*** THE DATA ***

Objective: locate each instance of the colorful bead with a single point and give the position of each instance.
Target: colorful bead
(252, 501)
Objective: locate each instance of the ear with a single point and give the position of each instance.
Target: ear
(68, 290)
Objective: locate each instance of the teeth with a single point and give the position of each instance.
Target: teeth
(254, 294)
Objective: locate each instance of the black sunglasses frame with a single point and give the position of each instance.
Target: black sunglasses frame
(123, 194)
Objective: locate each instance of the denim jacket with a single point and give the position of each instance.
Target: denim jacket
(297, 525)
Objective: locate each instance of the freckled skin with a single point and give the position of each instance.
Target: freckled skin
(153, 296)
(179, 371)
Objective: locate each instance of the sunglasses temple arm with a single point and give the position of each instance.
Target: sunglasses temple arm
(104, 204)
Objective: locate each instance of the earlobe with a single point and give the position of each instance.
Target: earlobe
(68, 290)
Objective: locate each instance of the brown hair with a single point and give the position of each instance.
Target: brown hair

*** End of THE DATA ***

Reproduce the listing in full. Keep it exactly as written.

Objective: locate each instance of the colorful bead with a single point and give the position of each instance.
Target: colorful bead
(252, 501)
Objective: locate each instance of the ear with a single point and give the position of each instance.
Target: ear
(68, 290)
Objective: locate each instance of the teeth with a single point and give the position of each instance.
Target: teeth
(254, 294)
Objective: locate each instance of the black sunglasses frame with a single point and give the position of each instance.
Target: black sunglasses frame
(123, 194)
Objective: locate each instance of the denim jacket with a single point and give the position of each instance.
Target: denim jacket
(297, 525)
Objective: locate each instance of the freckled skin with a single point and give the position of each instance.
Target: freckled skin
(153, 296)
(179, 371)
Objective: locate each instance of the sunglasses temple arm with a single point and give the position of each instance.
Target: sunglasses temple arm
(104, 204)
Objective: locate each instance of the earlobe with a single point and give the position of each instance.
Target: earlobe
(68, 290)
Objective: locate each instance of the brown hair with a single point and give the position of each instance.
Target: brown hair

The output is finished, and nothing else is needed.